Task statement: Add 46 to every bounding box coordinate in the answers of the part of the material that opens with the line containing "Where is the concrete" and runs through the end of the material, and give that whole part again with both ends included. Leave all other lines, including the format sample lines, unchanged.

Given data:
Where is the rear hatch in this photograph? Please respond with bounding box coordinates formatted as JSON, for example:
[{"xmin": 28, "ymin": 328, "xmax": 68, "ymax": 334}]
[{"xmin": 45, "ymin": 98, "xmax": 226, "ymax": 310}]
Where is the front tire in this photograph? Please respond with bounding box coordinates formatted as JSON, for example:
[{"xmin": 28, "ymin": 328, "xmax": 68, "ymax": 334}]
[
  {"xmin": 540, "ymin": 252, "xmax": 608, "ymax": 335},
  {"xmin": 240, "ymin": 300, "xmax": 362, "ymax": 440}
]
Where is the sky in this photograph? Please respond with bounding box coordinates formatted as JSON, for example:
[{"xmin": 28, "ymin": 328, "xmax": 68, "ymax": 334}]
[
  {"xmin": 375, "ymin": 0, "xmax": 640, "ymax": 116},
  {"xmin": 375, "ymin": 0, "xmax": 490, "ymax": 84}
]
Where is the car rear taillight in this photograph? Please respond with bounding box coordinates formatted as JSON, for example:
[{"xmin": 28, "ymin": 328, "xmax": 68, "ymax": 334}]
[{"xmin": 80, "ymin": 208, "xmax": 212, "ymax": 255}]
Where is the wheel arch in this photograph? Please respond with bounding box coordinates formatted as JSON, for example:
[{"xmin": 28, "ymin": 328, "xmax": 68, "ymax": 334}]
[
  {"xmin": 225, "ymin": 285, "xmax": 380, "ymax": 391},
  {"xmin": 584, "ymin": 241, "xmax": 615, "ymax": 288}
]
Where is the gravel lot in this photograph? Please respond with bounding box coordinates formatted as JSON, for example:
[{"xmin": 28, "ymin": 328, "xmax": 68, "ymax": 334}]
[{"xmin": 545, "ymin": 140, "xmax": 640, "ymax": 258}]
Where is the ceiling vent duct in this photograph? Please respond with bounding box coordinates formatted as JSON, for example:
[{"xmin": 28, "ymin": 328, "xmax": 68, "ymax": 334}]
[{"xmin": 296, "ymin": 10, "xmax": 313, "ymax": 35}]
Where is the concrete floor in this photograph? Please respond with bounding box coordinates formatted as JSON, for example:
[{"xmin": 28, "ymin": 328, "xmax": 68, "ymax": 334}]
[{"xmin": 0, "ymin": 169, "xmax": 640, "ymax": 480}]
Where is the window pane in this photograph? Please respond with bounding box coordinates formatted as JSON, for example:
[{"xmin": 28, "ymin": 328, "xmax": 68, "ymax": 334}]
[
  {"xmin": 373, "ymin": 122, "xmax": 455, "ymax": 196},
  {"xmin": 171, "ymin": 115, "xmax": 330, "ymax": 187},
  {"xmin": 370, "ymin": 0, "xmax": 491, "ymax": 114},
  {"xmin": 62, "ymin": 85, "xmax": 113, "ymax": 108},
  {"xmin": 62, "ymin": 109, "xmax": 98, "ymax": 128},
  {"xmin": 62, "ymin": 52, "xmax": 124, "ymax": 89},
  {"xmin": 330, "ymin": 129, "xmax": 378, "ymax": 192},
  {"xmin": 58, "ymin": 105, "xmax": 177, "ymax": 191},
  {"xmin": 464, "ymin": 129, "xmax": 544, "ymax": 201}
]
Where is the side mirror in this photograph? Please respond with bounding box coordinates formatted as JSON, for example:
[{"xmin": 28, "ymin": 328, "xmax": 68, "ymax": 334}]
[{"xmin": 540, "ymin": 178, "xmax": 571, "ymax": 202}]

Reply to the exercise:
Where is the concrete floor in this photograph? Please respond with bounding box coordinates formatted as JSON, for example:
[{"xmin": 28, "ymin": 328, "xmax": 68, "ymax": 334}]
[{"xmin": 46, "ymin": 215, "xmax": 686, "ymax": 526}]
Where is the window pane in this photograph? Please respond with bounding box coordinates formatted as JSON, for example:
[{"xmin": 28, "ymin": 328, "xmax": 68, "ymax": 334}]
[
  {"xmin": 419, "ymin": 168, "xmax": 501, "ymax": 242},
  {"xmin": 217, "ymin": 161, "xmax": 376, "ymax": 233},
  {"xmin": 416, "ymin": 46, "xmax": 537, "ymax": 160},
  {"xmin": 108, "ymin": 131, "xmax": 159, "ymax": 154},
  {"xmin": 108, "ymin": 155, "xmax": 144, "ymax": 174},
  {"xmin": 108, "ymin": 98, "xmax": 170, "ymax": 135},
  {"xmin": 376, "ymin": 175, "xmax": 424, "ymax": 238},
  {"xmin": 104, "ymin": 151, "xmax": 223, "ymax": 237},
  {"xmin": 510, "ymin": 175, "xmax": 590, "ymax": 247}
]
Where is the side mirror in this photograph? Please respond with bounding box coordinates formatted as JSON, for example:
[{"xmin": 28, "ymin": 328, "xmax": 68, "ymax": 334}]
[{"xmin": 586, "ymin": 224, "xmax": 617, "ymax": 248}]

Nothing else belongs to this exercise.